=== What this exercise asks ===
#1 In the text on vegetable batter ingredients, how much baking powder should you start with?
#2 Carry on the text about vegetable batter ingredients from its last line.

=== Document segment ===
◆ ◆ ◆ ◆ ◆

Shredded wet vegetables such as zucchini or potato, tossed with salt and then squeezed dry ● Shredded carrots, sweet potato or parsnips ● Chopped Brussels sprouts, broccoli, cauliflower or green beans ● Blanched sturdy greens such as spinach or kale, squeezed dry and chopped

You’ll want the mixture to be thicker than cake batter but less clumpy than cookie dough. You should be able to drop it from your spoon onto the pan and have it spread a little on its own (though you can help flatten it out with a spatula)

Baking powder (start with 1/2 teaspoon) ● Eggs (start with 1) ● Flaxseed (grind some flaxseed and let it sit with a little water) ● Flour (all-purpose, whole-wheat or some other) ● Starch (potato, tapioca or corn) ● Grated Japanese sweet potato, such as nagaimo or yamaimo ● Grated taro ● Cooked rice or another grain ● Crumbled or grated cheese ● Cooked beans, smashed up a little

Water ● Stock ● Dashi ● Dried mushroom soaking water

Minced aromatics, such as garlic, ginger, onions, shallots, scallions ● Spices such as black pepper, coriander, cumin, cayenne ● Minced fresh herbs such as cilantro, parsley, chives, rosemary ● A teaspoon or more of soy sauce, Worcestershire sauce, hot sauce ● Salt (if you salted your vegetables to drain them of water, be careful not to add too much)

◆ ◆ ◆ ◆ ◆

=== Data excerpt ===
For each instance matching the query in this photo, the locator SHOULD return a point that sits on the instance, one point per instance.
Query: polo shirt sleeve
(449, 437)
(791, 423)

◆ ◆ ◆ ◆ ◆

=== Response list ===
#1 1/2 teaspoon.

#2
  • Yogurt or tahini mixed with salt, garlic, a little lemon, olive oil, and chopped fresh herbs, maybe water to loosen it
  • Japanese mayo and okonomiyaki sauce/hoisin/plum sauce
  • Sour cream with fresh dill and a lot of minced garlic
  • Bean spread or hummus
  • Soy sauce with black vinegar, ginger, garlic and toasted sesame seeds
  • Basic marinara, made from blending canned tomatoes, garlic, salt and olive oil

Start by preparing the vegetables. Chop them small or shred them with a box grater or food processor. If they’re wet, you’ll want to toss them with salt, let them sit for 10 minutes, and then either wring them out in a clean dish towel or press them in a colander. If you’re using greens, such as spinach or kale, cook them for about 30 seconds in boiling salted water, then squeeze them dry in a towel and chop them up.

Add flavorings and binders

Mix the vegetables with your chosen flavorings and a binder — an egg, a couple of tablespoons of flour and a little baking powder is a reliable combination. If you omit eggs, definitely use some baking powder.

Add your chosen liquid a spoonful at a time until you are able to drop the fritter batter from your spoon onto the pan. It should be less sticky than cookie dough but thicker than cake batter. If you’re using flour, you may want to let the batter rest for 10 minutes after adding the liquid to let it hydrate.

Make your dipping sauce before you cook the fritters, if you want to eat them hot.

Heat a cast-iron or nonstick skillet with oil (olive, coconut or neutral). Drop spoonfuls of the batter onto the pan, and use the back of a spoon to spread them to pancake shape. Watch them carefully and adjust the heat as needed. When they start to crisp on one side, flip them over to cook the other side.

Troubleshooting: If your fritters aren’t spreading, add more water to the batter, 1 tablespoon at a time. If they’re falling apart when you try to flip them, add more flour and/or an egg to the batter.

Transfer the fritters to a paper-towel-lined plate. Eat hot or at room temperature, or cold from the fridge the next day. Serve with a fried egg, if you want.